**Provided data**
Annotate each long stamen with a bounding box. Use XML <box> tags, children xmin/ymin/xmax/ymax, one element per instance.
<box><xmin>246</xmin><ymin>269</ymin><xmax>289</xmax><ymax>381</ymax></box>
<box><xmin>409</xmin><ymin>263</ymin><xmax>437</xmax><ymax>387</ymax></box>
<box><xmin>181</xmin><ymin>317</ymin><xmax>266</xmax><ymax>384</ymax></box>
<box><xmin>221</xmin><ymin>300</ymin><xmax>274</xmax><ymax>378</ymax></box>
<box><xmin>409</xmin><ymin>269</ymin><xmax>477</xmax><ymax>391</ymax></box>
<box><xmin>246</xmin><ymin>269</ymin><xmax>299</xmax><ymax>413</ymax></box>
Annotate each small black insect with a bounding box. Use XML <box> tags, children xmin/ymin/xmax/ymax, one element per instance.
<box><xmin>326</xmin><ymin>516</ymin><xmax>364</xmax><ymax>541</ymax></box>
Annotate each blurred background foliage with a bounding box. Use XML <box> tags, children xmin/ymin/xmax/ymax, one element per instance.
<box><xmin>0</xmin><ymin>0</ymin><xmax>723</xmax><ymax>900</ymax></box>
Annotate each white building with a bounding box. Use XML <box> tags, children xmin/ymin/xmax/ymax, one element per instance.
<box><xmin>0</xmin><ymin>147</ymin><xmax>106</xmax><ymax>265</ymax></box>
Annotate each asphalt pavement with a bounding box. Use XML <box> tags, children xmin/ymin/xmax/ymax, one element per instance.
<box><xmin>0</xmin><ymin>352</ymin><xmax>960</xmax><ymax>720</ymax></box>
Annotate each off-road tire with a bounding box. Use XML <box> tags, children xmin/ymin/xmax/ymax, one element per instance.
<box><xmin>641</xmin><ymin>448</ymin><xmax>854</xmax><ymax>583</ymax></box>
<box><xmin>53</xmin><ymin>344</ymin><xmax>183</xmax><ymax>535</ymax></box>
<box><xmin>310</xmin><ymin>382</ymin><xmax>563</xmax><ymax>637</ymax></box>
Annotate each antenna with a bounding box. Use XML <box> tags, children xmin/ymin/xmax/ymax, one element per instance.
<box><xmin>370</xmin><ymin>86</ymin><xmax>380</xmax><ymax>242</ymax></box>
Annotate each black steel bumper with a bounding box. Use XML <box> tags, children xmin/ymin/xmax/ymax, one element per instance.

**Task details**
Extract, verbatim, the lines above, starting at the line that contains "Annotate each off-road" and ending at the final line.

**Task solution**
Annotate each off-road tire with a bounding box. Use XML <box> tags, children xmin/ymin/xmax/ymax, one element per instance.
<box><xmin>641</xmin><ymin>448</ymin><xmax>854</xmax><ymax>583</ymax></box>
<box><xmin>53</xmin><ymin>344</ymin><xmax>183</xmax><ymax>535</ymax></box>
<box><xmin>310</xmin><ymin>382</ymin><xmax>563</xmax><ymax>637</ymax></box>
Annotate each antenna with a bounding box. Use XML <box> tags, children xmin/ymin/xmax/ymax, one element per instance.
<box><xmin>370</xmin><ymin>86</ymin><xmax>380</xmax><ymax>242</ymax></box>
Annotate each black steel bumper with a bounding box. Use XML <box> tags, children xmin/ymin/xmax/ymax, one element per instance.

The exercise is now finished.